** PROVIDED ENTRIES **
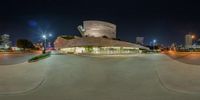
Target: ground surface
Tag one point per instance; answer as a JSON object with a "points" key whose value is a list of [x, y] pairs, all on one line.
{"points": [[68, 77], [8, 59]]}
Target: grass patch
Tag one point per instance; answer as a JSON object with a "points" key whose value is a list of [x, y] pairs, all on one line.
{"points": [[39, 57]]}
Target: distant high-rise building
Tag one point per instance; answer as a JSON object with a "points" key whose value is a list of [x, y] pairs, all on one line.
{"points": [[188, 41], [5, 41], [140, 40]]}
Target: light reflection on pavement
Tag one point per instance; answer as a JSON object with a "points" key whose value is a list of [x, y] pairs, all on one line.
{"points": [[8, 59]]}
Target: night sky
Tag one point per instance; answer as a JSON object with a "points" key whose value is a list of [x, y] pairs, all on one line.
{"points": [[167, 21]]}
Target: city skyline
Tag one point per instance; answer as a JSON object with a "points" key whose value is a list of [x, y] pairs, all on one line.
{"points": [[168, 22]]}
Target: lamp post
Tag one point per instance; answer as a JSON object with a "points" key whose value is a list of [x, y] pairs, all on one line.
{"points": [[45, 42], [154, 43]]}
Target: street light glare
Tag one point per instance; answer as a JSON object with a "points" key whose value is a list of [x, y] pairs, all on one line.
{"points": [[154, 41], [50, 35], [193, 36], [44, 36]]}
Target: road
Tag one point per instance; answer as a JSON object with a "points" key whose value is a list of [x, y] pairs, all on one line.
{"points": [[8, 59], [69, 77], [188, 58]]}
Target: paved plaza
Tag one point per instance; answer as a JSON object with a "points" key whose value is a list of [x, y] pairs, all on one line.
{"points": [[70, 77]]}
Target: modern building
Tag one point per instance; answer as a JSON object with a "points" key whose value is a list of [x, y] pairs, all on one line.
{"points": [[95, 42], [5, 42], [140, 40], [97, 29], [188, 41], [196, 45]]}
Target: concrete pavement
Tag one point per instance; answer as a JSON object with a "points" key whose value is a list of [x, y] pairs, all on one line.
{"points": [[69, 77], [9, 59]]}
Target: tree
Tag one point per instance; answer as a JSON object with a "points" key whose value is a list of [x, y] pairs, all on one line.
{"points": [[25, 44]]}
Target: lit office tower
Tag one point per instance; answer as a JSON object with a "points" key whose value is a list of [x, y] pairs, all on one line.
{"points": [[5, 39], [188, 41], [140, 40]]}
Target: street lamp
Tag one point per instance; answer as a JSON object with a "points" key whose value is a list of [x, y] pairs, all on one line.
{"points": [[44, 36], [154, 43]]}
...
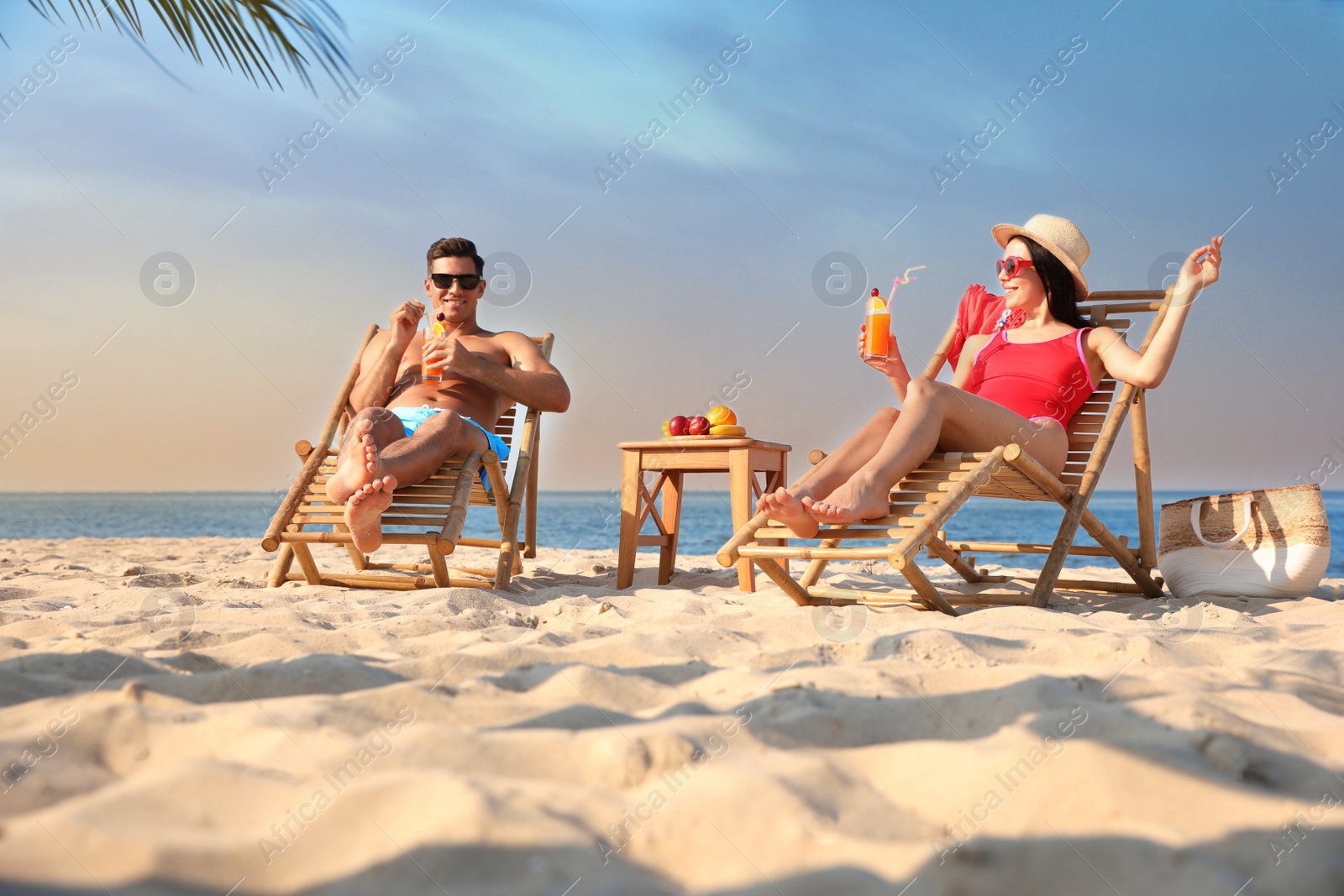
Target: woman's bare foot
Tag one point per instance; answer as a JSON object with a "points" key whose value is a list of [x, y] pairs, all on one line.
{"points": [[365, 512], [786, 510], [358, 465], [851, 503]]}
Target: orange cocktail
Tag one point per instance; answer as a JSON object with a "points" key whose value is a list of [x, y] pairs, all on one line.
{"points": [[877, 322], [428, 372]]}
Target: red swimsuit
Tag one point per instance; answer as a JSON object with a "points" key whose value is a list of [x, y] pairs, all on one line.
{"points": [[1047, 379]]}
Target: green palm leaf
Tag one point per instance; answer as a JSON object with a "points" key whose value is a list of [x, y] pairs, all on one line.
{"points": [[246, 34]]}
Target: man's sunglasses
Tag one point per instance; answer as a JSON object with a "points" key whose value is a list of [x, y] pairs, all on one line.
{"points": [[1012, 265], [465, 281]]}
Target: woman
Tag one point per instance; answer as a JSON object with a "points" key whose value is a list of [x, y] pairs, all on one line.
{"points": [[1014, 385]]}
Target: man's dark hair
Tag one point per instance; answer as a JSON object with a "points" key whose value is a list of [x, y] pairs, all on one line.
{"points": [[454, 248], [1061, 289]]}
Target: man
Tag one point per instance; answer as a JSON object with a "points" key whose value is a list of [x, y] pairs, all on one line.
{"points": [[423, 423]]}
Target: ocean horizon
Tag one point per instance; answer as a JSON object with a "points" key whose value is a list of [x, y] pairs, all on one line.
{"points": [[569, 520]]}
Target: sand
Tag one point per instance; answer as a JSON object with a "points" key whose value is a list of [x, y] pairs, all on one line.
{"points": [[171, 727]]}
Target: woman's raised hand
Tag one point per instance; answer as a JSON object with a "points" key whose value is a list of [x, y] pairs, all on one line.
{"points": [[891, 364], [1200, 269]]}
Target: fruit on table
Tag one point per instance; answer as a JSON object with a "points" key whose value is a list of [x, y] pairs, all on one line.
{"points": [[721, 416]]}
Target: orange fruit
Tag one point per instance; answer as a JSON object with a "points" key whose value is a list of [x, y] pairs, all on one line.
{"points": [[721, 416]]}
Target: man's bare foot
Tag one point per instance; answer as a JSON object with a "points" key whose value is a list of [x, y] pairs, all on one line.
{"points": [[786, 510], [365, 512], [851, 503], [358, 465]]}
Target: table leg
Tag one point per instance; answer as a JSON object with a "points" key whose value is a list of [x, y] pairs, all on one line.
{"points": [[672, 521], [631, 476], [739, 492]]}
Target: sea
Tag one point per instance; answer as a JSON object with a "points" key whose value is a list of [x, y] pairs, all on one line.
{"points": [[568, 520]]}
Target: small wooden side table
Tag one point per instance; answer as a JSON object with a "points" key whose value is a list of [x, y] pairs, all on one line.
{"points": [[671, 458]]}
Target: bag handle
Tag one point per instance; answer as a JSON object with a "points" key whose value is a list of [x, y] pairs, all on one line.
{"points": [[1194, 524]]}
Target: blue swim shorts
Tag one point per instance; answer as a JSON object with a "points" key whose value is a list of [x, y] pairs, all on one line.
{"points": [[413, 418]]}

** PROBLEM STATEMENT **
Find each line above that contains the string "street", matching case exactly, and copy those lines out in full.

** WRITTEN RESPONSE **
Target: street light glare
Target: street lamp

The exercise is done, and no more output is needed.